##### Provided passage #####

State park in São Paulo, Brazil

The Ilhabela State Park (Parque Estadual de Ilhabela) is a state park in the state of São Paulo, Brazil.
It protects an area of Atlantic Forest on an archipelago in the South Atlantic off the northeast coast of the state, including most of the mountainous island of São Sebastião.

==Location==

The Ilhabela State Park is in the Vale do Ribeira region of southern São Paulo.
It covers 85% of the municipality of Ilhabela, São Paulo.
It has an area of 27025 ha, covering all or part of twelve islands, two islets and two reefs.
The archipelago includes the island of São Sebastião, which holds the municipal seat, and the smaller islands of Búzios, Vitória and others.
On São Sebastião the park boundary starts at an altitude of 200 m along the São Sebastião channel, dropping to 100 m between Ponta da Sela to the south and Ponta das Canas to the north, and coming down to the shore around Ponta do Boi.
The other islands are completely contained within the park.

==History==

The Ilhabela State Park was created by Governor Paulo Egydio Martins by decree 9.414 of 20 January 1977. The purpose was to fully protect the flora, fauna and natural beauties of the islands in the municipality of Ilhabela, and to allow use for educational, recreational and scientific purposes.
The consultative council was formed in 2004, including representatives of the public sector, civil society and caiçaras communities.
The park is included in the Atlantic Forest Preservation Project (PPMA), a partnership between the São Paulo Environment Secretariat and the German bank KfW.

==Environment==

The Ilhabela State Park preserves 3% of the remaining Atlantic Forest in the state of São Paulo.
Terrain ranges from beaches up to mountain ridges, with the slopes covered in forest.

#####

§ **Exercise set**:
A) Summarize the passage on Ilhabela State Park in two sentences.
B) According to the passage on Ilhabela State Park, in what year was the park's consultative council formed?
C) From the passage on Ilhabela State Park, quote the text starting with "The consultative council" and going on through "German bank KfW.".

##### Provided material #####

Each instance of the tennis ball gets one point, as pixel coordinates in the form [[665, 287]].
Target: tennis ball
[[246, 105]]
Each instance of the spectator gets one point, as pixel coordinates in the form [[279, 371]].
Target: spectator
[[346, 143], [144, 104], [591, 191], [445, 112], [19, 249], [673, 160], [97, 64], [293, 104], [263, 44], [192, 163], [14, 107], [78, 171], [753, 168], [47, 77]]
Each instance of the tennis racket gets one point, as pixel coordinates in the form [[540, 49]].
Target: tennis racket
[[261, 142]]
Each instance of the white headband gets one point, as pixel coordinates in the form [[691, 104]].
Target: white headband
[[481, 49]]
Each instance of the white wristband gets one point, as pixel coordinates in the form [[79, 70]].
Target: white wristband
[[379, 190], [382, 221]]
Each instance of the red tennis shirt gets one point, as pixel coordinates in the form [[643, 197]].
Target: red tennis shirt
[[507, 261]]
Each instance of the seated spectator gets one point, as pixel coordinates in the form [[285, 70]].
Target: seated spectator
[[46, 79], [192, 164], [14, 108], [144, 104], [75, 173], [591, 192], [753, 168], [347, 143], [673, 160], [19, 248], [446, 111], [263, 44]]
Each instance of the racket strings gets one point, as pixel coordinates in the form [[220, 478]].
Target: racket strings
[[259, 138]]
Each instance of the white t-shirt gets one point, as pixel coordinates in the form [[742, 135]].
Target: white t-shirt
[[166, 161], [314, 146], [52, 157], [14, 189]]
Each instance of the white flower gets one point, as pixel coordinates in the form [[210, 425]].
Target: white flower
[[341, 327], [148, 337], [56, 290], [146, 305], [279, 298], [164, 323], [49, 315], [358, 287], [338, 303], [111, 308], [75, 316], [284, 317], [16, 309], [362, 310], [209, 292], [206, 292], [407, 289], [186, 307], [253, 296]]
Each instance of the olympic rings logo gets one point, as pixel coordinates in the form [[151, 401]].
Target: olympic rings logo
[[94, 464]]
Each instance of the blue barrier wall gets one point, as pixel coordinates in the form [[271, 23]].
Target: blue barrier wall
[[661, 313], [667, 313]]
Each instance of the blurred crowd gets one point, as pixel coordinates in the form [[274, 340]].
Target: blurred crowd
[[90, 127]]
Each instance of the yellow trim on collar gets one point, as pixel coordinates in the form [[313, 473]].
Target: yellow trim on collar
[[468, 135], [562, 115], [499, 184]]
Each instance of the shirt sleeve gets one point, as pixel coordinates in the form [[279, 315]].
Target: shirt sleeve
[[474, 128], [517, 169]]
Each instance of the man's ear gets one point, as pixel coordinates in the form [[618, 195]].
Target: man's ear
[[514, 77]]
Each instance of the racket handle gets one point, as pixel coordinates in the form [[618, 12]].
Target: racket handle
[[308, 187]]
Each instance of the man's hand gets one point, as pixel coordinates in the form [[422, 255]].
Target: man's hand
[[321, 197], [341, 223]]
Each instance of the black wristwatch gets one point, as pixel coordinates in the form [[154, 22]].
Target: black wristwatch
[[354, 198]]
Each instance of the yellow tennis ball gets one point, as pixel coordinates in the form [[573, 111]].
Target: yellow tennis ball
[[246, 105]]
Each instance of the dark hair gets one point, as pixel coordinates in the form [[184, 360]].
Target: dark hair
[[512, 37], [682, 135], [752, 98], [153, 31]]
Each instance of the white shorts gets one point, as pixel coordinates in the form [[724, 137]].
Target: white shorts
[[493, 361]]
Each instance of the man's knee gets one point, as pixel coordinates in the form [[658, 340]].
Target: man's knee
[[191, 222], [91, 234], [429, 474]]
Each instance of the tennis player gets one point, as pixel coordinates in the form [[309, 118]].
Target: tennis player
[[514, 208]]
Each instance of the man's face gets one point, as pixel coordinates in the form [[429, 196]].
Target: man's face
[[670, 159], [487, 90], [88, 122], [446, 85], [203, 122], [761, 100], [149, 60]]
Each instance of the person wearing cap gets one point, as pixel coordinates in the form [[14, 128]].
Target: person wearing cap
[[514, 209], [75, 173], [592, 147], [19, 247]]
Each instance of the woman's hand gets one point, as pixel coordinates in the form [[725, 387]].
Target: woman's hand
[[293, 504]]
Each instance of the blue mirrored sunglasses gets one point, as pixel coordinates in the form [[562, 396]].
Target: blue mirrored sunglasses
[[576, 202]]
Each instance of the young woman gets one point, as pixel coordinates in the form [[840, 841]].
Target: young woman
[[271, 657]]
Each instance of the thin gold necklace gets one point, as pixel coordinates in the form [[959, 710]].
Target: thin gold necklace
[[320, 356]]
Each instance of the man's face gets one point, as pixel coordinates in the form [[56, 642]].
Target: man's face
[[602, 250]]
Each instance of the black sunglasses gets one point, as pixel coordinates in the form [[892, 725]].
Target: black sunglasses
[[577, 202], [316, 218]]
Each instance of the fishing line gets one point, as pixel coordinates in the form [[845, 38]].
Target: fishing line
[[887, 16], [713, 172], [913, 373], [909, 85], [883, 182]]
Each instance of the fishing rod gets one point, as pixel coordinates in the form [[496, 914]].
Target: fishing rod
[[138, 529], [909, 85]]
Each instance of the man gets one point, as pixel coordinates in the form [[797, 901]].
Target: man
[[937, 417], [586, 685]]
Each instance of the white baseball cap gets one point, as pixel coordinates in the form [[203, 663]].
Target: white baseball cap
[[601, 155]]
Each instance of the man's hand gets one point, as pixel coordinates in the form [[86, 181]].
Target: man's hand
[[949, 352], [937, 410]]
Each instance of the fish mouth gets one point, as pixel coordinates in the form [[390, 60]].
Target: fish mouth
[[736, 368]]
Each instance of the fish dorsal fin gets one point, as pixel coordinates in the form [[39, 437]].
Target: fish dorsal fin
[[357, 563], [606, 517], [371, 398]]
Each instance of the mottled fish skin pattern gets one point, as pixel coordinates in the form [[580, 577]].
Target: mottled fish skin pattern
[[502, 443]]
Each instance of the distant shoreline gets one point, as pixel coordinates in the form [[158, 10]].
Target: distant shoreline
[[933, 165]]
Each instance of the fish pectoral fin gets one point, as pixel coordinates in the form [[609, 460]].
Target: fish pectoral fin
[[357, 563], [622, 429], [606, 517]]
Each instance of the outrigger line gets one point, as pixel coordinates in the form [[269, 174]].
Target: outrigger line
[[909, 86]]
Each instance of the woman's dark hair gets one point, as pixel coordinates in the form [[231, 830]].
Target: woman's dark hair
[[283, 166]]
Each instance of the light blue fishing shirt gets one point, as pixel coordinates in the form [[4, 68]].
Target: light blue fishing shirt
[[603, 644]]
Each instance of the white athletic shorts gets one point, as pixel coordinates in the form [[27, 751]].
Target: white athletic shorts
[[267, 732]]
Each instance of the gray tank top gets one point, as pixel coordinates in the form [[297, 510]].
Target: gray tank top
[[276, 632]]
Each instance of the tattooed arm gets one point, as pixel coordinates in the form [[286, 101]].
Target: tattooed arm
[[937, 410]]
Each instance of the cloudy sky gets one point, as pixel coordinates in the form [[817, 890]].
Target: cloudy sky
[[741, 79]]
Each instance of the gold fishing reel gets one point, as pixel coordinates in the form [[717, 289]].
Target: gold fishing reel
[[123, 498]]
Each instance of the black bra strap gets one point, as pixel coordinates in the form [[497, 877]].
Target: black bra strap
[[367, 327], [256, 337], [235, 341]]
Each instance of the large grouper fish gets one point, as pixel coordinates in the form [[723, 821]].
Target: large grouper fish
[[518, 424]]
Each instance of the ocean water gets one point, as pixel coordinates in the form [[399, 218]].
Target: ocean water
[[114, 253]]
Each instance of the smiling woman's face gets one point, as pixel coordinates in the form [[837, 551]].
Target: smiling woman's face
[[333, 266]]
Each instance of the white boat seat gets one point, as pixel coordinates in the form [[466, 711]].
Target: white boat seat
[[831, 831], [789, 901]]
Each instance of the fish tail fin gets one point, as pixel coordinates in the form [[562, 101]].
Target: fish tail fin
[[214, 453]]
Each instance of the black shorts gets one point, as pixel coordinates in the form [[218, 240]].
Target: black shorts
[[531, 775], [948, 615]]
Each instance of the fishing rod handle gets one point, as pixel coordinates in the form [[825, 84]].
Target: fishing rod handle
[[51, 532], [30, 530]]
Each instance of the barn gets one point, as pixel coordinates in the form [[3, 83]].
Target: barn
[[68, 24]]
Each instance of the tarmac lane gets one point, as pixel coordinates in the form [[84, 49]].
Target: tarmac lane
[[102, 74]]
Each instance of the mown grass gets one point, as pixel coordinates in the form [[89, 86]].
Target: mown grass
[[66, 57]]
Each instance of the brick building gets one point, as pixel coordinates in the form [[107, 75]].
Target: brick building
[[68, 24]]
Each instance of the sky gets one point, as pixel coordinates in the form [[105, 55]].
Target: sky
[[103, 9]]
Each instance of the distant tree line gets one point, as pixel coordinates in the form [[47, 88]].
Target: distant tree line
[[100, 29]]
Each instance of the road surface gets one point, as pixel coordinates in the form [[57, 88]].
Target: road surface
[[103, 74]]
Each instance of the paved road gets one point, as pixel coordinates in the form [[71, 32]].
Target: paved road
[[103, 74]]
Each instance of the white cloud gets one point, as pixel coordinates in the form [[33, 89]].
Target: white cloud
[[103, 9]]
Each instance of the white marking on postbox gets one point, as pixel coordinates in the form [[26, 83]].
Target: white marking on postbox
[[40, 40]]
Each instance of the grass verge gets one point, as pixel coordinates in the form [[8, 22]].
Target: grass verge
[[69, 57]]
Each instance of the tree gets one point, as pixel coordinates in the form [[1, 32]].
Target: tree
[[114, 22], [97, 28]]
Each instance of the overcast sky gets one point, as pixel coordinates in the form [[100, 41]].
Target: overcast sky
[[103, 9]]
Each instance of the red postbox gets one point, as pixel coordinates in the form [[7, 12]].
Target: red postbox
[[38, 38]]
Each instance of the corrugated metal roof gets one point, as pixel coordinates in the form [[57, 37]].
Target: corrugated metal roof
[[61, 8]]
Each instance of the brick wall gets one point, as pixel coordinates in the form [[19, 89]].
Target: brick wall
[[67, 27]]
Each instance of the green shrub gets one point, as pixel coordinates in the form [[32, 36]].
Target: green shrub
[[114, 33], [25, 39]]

#####

§ **Solutions to the exercise**:
A) The Ilhabela State Park is a state park in São Paulo, Brazil, that protects Atlantic Forest on an archipelago off the state's northeast coast, including most of the island of São Sebastião, and covers 85% of the municipality of Ilhabela. It was created by decree on 20 January 1977 to fully protect the islands' flora, fauna and natural beauties, and it preserves 3% of the remaining Atlantic Forest in the state.

B) The consultative council was formed in 2004.

C)
The consultative council was formed in 2004, including representatives of the public sector, civil society and caiçaras communities.
The park is included in the Atlantic Forest Preservation Project (PPMA), a partnership between the São Paulo Environment Secretariat and the German bank KfW.